### REQUIRED TASKS
1. In the shark sightings article, rewrite the passage between "Dr. Greg Skomal, Senior" and "the increased estimates.", inclusive, changing "highways" to "roads".
2. According to the shark sightings article, how many different great white sharks did the biologists sight on Monday?
3. Pick up the article on great white shark sightings off Cape Cod from where it stops and keep writing it.

### TEXT SHOWN
....

Increased Great White Shark Sightings Raise Labor Day Concerns For Beachgoers

While millions of Americans are expected to spend their Labor Day weekend flocking to beaches, the holiday comes amid a dramatic increase in sightings of great white sharks off the coast of Cape Cod.

The Atlantic White Shark Conservancy has been studying the region’s seasonal great white shark population for several years, and this summer they have recorded a dramatic increase in the number of sharks off the cape. With more than a month to go in their monitoring period, the researchers have already spotted as many great white sharks this year as they did last summer, according to ABC News. On Monday, the biologists sighted 23 different great whites in a 10-mile-long stretch from Chatham to Orleans, as the Cape Cod Times notes.

Dr. Greg Skomal, Senior Biologist with the Massachusetts Division of Marine Fisheries, attributes the uptick in the local shark population to the abundance of seals along the coast. He also pointed out that as the sharks’ preferred prey animal, the seals are responsible for bringing the great whites closer to shores frequented by beachgoers.

“Seals are riding along the shoreline, which of course draws the sharks in very, very close,” he noted.

In addition to the extra sharks on hand, this Labor Day weekend is set to see a marked increase in the number of people traveling. According to AAA travel, over 35 million Americans are expected to take to the highways for the holiday, the highest volume recorded since 2008. Analysts largely cite lower gas prices as a major driving factor for the increased estimates.

....

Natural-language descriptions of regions
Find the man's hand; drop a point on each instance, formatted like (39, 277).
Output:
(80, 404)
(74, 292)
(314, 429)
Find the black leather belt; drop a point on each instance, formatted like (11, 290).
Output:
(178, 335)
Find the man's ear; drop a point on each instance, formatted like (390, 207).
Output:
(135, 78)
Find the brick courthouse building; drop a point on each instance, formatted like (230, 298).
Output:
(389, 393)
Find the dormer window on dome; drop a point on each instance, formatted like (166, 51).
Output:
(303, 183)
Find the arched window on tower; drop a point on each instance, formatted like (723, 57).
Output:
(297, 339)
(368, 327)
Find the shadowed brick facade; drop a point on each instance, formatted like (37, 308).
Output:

....

### TASK ANSWERS
1.
Dr. Greg Skomal, Senior Biologist with the Massachusetts Division of Marine Fisheries, attributes the uptick in the local shark population to the abundance of seals along the coast. He also pointed out that as the sharks’ preferred prey animal, the seals are responsible for bringing the great whites closer to shores frequented by beachgoers.

“Seals are riding along the shoreline, which of course draws the sharks in very, very close,” he noted.

In addition to the extra sharks on hand, this Labor Day weekend is set to see a marked increase in the number of people traveling. According to AAA travel, over 35 million Americans are expected to take to the roads for the holiday, the highest volume recorded since 2008. Analysts largely cite lower gas prices as a major driving factor for the increased estimates.

2. They sighted 23 different great whites.

3.
While beachgoers stand a dramatically small chance of running afoul of one of the cape’s resident great white sharks, the conservancy has nevertheless managed to document several interesting incidents involving the predators this season. Recently, Dr. Skomal was able to record a great white breaching the surface of the ocean as it chased a seal, the first time such behavior has been filmed in Cape Cod. The researchers have also been able to photograph several predation events, both from the water and the air, with the aid of a spotter pilot. Earlier this summer, they were also instrumental in helping to save a young white shark, since named Jameson, which had become stranded on a sandbar. Kept alive by beachgoers, footage of the great white shark’s rescue went viral, quickly spreading worldwide.